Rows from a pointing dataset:
+===+

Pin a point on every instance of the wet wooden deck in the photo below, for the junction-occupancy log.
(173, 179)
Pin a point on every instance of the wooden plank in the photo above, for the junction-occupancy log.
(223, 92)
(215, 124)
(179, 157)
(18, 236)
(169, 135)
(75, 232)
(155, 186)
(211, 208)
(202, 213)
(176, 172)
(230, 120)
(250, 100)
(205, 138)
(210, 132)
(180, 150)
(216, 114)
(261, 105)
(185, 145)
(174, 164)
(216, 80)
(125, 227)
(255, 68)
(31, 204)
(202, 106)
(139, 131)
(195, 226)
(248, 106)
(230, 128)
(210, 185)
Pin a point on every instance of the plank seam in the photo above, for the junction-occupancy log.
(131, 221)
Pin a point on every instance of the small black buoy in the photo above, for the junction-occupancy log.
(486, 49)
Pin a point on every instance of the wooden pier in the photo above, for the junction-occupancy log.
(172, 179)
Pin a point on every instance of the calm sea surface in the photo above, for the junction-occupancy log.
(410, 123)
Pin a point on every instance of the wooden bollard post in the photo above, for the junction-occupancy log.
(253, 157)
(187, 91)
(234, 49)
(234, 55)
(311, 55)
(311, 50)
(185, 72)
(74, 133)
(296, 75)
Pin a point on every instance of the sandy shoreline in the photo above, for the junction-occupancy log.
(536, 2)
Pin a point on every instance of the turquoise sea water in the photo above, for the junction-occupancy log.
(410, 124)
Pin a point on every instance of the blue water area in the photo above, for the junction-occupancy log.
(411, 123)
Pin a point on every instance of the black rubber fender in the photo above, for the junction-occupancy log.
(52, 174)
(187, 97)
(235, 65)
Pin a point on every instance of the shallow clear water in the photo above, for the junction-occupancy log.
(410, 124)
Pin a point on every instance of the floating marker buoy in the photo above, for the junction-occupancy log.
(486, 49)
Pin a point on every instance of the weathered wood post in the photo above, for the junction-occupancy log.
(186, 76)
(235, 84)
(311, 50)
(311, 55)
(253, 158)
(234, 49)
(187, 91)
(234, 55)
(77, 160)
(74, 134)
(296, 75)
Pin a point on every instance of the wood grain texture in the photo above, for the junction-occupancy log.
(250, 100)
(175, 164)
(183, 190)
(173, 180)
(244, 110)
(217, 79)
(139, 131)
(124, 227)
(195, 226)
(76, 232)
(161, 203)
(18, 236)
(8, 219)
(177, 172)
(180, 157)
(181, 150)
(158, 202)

+===+

◆ What to work on ◆
Rescale the lines from the one holding "Pin a point on every instance of the plank" through the final line, both included, and write out only those lines again with their requests unchanged. Multiply each point coordinate in the answers by 0.4 and round to whole numbers, halves up.

◆ Problem solution ◆
Pin a point on every instance of the plank seam in the photo above, for the junction-occupancy log.
(52, 88)
Pin a point on every instance of the small black buoy in the photo above, for the junction-occupancy log.
(194, 20)
Pin a point on every instance of the wooden pier in the photo above, for the junction-occupancy log.
(69, 72)
Pin a point on every instance of the calm sea surface in the photo above, for the junction-occupancy log.
(164, 49)
Pin a point on every instance of the wooden bollard post in the photo above, for the junction-occupancy log.
(101, 63)
(75, 36)
(94, 20)
(94, 22)
(124, 22)
(124, 20)
(74, 29)
(30, 53)
(118, 30)
Pin a point on every instance of the sandy shoreline in the photo above, for the junction-occupancy log.
(214, 1)
Pin a point on every instance of the turquoise sea water in the photo above, for the junction-occupancy log.
(164, 50)
Pin a point on every instance of the blue water area in the photo above, for the junction-occupancy log.
(164, 49)
Pin a point on every instance of the black rubber fender in the photo above, for the junction-occupancy log.
(21, 70)
(75, 39)
(94, 26)
Pin a point on every instance of the shallow clear water in the photo above, for the junction-occupancy log.
(164, 50)
Pin a point on every instance of the floating marker buoy in the photo above, for the junction-occupancy log.
(194, 20)
Pin a point on every instance of the weathered wood post in the photo above, for the junction-occupancy log.
(74, 30)
(94, 34)
(124, 20)
(124, 22)
(101, 63)
(94, 20)
(75, 36)
(94, 22)
(31, 64)
(30, 54)
(118, 30)
Pin a point on every instance of the wood grain texture in the photo above, for the junction-occupancy log.
(100, 40)
(70, 66)
(73, 76)
(69, 72)
(98, 44)
(87, 32)
(56, 52)
(50, 91)
(78, 90)
(30, 93)
(64, 81)
(7, 94)
(3, 88)
(71, 69)
(72, 63)
(72, 60)
(63, 81)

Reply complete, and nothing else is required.